### DATA FOR THIS TASK
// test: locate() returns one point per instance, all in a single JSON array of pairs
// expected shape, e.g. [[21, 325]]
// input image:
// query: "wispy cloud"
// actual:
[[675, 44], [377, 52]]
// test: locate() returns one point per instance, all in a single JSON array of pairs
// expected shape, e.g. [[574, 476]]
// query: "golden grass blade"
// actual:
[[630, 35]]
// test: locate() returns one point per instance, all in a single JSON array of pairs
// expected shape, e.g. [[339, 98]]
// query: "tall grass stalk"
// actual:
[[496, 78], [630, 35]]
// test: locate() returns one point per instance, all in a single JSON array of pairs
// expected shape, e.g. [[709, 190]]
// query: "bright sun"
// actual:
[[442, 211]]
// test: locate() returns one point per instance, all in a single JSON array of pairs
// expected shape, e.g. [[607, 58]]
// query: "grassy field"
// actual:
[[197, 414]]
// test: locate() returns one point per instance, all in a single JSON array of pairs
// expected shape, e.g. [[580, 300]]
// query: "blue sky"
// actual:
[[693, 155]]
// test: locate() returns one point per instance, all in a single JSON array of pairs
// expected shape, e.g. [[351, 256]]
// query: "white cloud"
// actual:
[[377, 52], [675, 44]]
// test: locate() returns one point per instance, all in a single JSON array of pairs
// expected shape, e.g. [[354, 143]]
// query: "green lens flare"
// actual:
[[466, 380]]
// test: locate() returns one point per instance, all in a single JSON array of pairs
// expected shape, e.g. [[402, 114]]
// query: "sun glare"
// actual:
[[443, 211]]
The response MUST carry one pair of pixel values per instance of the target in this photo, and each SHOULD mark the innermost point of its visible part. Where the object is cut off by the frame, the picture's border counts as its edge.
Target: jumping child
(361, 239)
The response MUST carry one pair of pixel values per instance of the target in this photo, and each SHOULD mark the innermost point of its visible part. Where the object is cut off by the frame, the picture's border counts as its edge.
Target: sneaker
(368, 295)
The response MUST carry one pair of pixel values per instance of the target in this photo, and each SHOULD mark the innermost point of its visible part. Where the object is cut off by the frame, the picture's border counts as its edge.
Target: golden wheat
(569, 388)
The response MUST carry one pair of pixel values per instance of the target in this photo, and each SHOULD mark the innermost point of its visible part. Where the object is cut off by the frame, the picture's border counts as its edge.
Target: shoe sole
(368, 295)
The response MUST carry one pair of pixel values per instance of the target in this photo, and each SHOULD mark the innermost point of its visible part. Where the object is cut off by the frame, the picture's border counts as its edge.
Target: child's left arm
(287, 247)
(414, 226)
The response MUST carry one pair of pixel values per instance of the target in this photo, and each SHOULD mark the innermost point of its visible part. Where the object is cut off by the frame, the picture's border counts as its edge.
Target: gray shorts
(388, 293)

### WHAT TO PRODUCE
Could you write out every entry above exactly as it appears?

### ANSWER FOR THE TASK
// test: locate() returns one point per instance, all in a single JSON array of pairs
// expected shape, e.g. [[21, 325]]
// input image:
// query: "wispy cloud"
// actual:
[[675, 44], [377, 52]]
// test: locate() returns one point per instance, all in a single JSON array of pairs
// expected shape, e.g. [[574, 476]]
// query: "golden grass blade"
// actual:
[[630, 35]]
// test: locate() returns one point per instance, all in a single JSON array of pairs
// expected shape, e.g. [[339, 98]]
// query: "tall grass stalk"
// actual:
[[496, 78], [630, 35]]
// test: locate() returns one point per instance, all in a single JSON array of pairs
// expected shape, e.g. [[709, 190]]
// query: "bright sun"
// actual:
[[442, 211]]
// test: locate() returns one point per instance, all in a single JSON array of pairs
// expected shape, e.g. [[607, 58]]
// query: "grassy field"
// actual:
[[197, 414]]
// test: locate() returns one point per instance, all in a single JSON array of pairs
// expected shape, e.g. [[580, 300]]
// query: "blue sky"
// actual:
[[693, 155]]
// test: locate() returns one point per instance, all in a single JSON array of pairs
// expected shape, e.g. [[351, 256]]
// query: "white cloud"
// actual:
[[377, 52], [675, 44]]
// test: locate() returns one point per instance, all in a single JSON array of pairs
// expected shape, e.g. [[354, 143]]
// query: "green lens flare"
// actual:
[[466, 380]]
// test: locate() returns one point per instance, all in a single JSON array of pairs
// expected shape, e.g. [[402, 114]]
// query: "sun glare"
// actual:
[[443, 211]]
The response MUST carry one pair of pixel values per instance of the target in this photo, and each SHOULD mark the innermost point of its visible part. Where the object is cut off by the frame, the picture's border counts as its edge.
Target: jumping child
(361, 239)
The response MUST carry one pair of pixel values per instance of the target in this photo, and each SHOULD mark the innermost point of its visible part. Where the object is cut off by the frame, the picture's border counts as its edge.
Target: sneaker
(368, 295)
The response MUST carry one pair of pixel values per instance of the target in this photo, and each SHOULD mark the innermost point of its visible part. Where the object is cut off by the frame, the picture's border counts as its edge.
Target: golden wheat
(569, 388)
The response MUST carry one pair of pixel values per instance of the target in this photo, and each SHOULD mark the innermost point of its visible part. Where the object is cut off by the frame, the picture's border counts as its edge.
Target: shoe sole
(368, 295)
The response MUST carry one pair of pixel values per instance of the target in this photo, and each SHOULD mark the innermost point of its visible part. Where the object is cut off by the frame, the picture's border counts as its edge.
Target: child's left arm
(287, 247)
(414, 226)
The response MUST carry one pair of pixel values per instance of the target in this photo, and each SHOULD mark the innermost point of its visible part. Where the object is cut off by the frame, the picture's border counts as its edge.
Target: gray shorts
(388, 293)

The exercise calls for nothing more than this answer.